═══ EXCERPT ═══

Lightburn & Company Limited was a South Australian engineering and manufacturing company.

==The founders==
Albert Henry Lightburn (c. 1877 – 27 October 1940) was a son of Liverpool marine engineer John Bolton Lightburn (c. 1840 – 5 May 1916) and his wife Matilda Lightburn (13 May 1847 – 10 May 1930) who arrived in South Australia from England in 1898 and lived in Athelstone until after John's death, when she lived with Albert in Unley.

Albert attended fitting and turning classes at the School of Mines in 1910. He started a business around 1921 in the backyard of his 42 Arthur Street, Unley home, while running "Unley Motor Garage" as Lightburn & Gardner with William Gleed Gardner at 1 Unley Road, Unley. From June 1932 he ran the service station on his own account. He owned several general machining workshops in the city.

His son Harold Anderton Lightburn (9 April 1910 – 28 August 2002) was educated at Unley High School and started an apprenticeship at an engineering firm, studying at the School of Mines at night. He became unemployed in 1941 so started manufacturing equipment for automotive repair workshops.
In 1944 he took over his father's business, and restructured it as a public company with a staff of 15.

═══

Write out the passage of the Lightburn & Company excerpt that begins with the words containing "His son Harold" and ends with "staff of 15.".

═══ PROVIDED RECORDS ═══

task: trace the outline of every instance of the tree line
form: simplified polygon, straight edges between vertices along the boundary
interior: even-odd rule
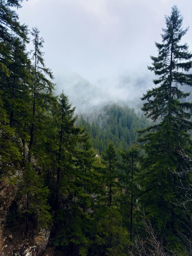
[[[29,239],[51,228],[50,243],[71,256],[190,255],[192,105],[179,85],[192,84],[192,55],[178,8],[142,99],[154,123],[117,105],[78,121],[54,94],[39,30],[19,22],[22,2],[0,1],[0,179],[19,188],[4,228]]]

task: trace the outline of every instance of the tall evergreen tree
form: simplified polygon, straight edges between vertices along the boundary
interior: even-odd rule
[[[43,114],[48,108],[49,101],[52,98],[51,92],[54,88],[54,84],[51,81],[53,79],[53,74],[50,69],[46,67],[44,63],[44,53],[41,51],[44,41],[40,37],[39,33],[40,31],[37,27],[33,28],[31,35],[33,36],[33,49],[32,54],[34,63],[32,74],[33,83],[31,87],[33,103],[29,145],[28,159],[29,162],[31,159],[33,146],[34,145],[35,127],[38,128],[38,132],[41,130],[41,121],[43,120]]]
[[[182,148],[190,152],[191,140],[187,132],[192,128],[189,120],[192,104],[181,101],[190,94],[180,88],[192,85],[192,75],[186,72],[192,67],[192,55],[187,44],[180,43],[188,30],[182,28],[182,21],[180,11],[174,6],[170,16],[165,16],[162,43],[156,43],[158,56],[151,57],[153,66],[148,68],[158,76],[154,82],[159,86],[143,96],[142,99],[147,102],[142,109],[148,117],[159,122],[143,130],[142,133],[148,132],[141,139],[145,142],[147,156],[143,166],[141,182],[143,191],[140,202],[167,249],[174,247],[179,251],[182,245],[177,231],[187,232],[184,224],[189,221],[190,214],[183,207],[174,203],[183,193],[175,173],[187,165],[178,150]],[[183,178],[183,182],[189,183],[188,176]]]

═══

COMPLETED TASK:
His son Harold Anderton Lightburn (9 April 1910 – 28 August 2002) was educated at Unley High School and started an apprenticeship at an engineering firm, studying at the School of Mines at night. He became unemployed in 1941 so started manufacturing equipment for automotive repair workshops.
In 1944 he took over his father's business, and restructured it as a public company with a staff of 15.